• WHAT THE TASK REQUIRES: The answer is the number of lines in the data that contain the word "chimney"; give it alone.

• SOURCE MATERIAL:
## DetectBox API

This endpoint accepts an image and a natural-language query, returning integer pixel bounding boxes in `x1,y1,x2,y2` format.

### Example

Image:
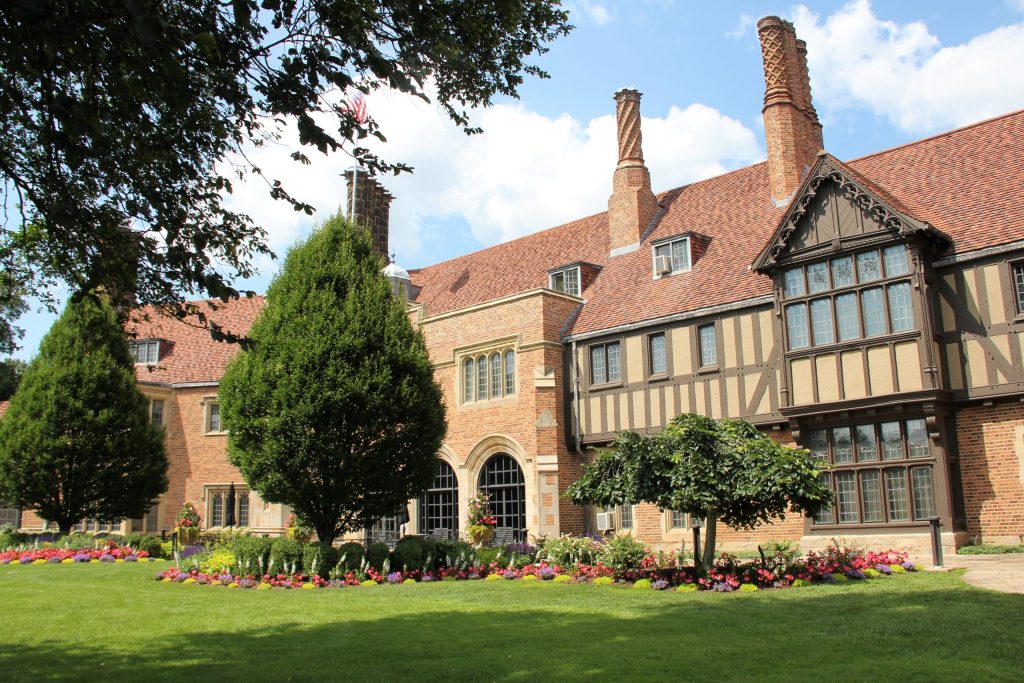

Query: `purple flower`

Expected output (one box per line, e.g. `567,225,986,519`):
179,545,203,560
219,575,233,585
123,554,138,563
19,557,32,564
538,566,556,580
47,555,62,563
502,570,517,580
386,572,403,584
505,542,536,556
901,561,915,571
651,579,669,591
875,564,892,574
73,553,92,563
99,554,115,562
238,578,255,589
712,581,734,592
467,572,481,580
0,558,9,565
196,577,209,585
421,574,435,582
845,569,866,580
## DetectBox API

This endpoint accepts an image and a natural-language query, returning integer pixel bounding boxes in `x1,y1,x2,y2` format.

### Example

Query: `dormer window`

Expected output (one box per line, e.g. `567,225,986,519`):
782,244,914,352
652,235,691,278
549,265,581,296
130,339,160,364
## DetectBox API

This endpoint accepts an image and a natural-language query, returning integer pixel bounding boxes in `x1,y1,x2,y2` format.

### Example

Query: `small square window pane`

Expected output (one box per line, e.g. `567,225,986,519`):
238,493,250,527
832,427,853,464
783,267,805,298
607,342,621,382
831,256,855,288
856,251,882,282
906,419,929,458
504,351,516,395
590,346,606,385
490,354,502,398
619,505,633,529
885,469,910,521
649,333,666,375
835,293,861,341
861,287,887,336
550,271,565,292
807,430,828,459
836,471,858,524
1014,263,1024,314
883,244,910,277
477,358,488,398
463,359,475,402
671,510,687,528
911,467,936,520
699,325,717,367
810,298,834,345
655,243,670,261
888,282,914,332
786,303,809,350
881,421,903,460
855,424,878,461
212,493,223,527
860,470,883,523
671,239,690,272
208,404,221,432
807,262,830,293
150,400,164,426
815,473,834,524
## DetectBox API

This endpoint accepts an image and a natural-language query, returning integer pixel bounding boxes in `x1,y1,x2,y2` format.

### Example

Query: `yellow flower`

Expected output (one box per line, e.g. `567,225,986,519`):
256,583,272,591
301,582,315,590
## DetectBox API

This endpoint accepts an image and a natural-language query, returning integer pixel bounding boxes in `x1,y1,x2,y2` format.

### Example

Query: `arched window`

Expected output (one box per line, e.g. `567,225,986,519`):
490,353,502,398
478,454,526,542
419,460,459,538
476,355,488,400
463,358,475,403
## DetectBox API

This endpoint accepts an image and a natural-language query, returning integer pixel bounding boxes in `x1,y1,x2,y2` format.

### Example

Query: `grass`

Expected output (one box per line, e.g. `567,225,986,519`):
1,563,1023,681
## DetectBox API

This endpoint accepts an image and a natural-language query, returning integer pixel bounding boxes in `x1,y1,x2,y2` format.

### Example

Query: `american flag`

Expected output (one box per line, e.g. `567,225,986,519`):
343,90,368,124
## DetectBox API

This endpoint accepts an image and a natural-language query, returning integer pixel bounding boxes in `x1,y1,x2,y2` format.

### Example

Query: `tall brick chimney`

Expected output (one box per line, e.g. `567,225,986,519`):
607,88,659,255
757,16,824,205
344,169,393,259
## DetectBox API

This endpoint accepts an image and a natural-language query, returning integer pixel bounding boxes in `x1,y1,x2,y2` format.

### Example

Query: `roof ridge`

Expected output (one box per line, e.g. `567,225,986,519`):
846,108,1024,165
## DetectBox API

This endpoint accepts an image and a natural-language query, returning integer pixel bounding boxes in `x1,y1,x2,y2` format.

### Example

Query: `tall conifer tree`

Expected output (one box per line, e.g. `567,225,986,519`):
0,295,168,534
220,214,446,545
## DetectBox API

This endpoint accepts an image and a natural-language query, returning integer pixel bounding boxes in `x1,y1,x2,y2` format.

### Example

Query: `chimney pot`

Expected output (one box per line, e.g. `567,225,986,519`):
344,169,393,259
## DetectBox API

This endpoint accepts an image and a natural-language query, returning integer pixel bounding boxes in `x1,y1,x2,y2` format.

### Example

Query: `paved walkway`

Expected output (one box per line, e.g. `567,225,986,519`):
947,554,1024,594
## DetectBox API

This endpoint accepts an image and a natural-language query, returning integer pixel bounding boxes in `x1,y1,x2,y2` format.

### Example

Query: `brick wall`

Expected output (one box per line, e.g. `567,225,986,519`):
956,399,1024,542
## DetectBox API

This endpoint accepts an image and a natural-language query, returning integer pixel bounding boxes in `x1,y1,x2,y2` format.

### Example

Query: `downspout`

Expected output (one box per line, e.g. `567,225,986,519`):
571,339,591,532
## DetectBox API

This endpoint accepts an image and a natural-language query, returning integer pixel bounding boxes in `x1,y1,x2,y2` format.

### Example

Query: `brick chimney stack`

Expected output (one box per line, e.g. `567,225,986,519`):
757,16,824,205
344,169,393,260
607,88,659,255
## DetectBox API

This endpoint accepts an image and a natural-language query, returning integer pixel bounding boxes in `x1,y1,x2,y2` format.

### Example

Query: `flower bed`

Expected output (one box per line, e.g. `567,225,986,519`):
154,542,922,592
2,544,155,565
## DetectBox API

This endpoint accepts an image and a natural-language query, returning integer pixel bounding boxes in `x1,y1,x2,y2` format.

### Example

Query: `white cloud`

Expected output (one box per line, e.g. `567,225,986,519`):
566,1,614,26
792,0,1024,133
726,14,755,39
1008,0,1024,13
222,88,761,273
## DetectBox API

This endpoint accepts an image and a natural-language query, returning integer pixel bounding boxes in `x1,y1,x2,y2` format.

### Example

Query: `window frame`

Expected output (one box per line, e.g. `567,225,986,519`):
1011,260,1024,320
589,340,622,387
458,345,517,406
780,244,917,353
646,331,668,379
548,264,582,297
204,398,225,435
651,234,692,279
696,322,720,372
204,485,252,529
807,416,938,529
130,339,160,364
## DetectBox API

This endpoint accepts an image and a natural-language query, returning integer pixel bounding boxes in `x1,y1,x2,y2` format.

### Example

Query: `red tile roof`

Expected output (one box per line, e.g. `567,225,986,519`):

...

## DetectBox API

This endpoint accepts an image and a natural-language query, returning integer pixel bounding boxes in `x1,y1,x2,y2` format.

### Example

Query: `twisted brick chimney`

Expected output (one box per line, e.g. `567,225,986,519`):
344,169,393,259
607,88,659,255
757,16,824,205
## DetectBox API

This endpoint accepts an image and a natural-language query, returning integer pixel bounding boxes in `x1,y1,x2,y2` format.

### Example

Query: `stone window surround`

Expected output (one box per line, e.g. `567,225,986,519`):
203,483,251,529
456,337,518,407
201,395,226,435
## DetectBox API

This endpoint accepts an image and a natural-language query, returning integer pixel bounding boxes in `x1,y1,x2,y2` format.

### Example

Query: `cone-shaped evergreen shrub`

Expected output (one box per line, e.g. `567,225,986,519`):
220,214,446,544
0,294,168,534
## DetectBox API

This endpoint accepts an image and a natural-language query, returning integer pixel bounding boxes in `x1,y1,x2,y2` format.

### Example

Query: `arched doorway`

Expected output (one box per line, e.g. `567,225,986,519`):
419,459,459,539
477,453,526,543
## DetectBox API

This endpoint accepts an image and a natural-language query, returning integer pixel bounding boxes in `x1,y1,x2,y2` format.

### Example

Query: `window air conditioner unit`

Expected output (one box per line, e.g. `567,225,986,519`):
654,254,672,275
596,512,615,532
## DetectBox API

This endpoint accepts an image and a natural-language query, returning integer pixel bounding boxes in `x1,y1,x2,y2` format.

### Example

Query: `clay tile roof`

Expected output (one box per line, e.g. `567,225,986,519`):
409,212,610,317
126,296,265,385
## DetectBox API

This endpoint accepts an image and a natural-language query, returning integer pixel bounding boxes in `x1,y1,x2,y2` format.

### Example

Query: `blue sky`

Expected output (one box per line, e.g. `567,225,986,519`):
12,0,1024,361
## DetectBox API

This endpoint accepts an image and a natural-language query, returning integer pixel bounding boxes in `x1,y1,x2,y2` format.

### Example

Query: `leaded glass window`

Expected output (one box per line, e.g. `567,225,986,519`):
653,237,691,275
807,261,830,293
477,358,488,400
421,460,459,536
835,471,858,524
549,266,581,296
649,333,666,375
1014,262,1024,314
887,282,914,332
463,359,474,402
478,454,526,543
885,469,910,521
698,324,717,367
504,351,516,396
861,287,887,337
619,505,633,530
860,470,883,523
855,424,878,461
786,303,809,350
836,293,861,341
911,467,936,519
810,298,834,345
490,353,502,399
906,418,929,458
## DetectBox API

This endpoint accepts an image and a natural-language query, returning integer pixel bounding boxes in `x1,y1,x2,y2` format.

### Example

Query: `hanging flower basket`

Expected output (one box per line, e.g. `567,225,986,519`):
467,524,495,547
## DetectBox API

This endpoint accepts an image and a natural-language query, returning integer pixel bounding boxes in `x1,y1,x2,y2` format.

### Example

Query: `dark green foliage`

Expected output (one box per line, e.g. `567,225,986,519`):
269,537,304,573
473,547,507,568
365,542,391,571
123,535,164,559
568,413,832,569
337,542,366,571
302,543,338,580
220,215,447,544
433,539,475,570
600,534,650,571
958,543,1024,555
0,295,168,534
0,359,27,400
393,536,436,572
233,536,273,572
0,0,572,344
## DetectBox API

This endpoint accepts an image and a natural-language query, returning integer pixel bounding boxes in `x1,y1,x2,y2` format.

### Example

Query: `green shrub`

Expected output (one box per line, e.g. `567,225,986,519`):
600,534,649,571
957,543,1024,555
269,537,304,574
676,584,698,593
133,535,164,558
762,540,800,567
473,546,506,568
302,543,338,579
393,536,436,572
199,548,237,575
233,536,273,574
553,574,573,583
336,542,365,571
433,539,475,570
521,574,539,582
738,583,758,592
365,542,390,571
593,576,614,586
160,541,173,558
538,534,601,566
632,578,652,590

---

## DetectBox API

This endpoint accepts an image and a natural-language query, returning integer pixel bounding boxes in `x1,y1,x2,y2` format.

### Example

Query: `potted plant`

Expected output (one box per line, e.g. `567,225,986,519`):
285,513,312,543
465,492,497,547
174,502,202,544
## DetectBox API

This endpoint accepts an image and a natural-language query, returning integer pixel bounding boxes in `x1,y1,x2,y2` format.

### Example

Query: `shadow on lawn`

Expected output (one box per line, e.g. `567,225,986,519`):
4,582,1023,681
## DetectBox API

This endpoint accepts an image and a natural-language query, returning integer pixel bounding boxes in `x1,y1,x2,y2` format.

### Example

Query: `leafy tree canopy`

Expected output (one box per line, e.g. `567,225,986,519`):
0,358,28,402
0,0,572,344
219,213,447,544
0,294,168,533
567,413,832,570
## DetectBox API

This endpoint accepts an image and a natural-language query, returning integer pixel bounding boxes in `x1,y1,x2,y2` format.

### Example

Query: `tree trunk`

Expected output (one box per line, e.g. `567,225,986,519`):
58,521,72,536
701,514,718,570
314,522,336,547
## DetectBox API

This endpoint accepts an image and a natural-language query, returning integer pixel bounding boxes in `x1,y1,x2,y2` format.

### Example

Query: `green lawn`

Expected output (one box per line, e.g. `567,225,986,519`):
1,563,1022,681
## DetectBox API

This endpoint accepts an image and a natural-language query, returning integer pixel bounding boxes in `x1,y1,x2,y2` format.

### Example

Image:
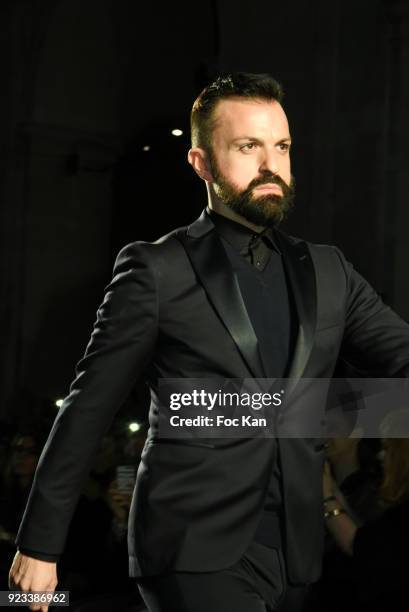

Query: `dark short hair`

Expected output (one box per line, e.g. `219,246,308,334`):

• ANSWER SECTION: 4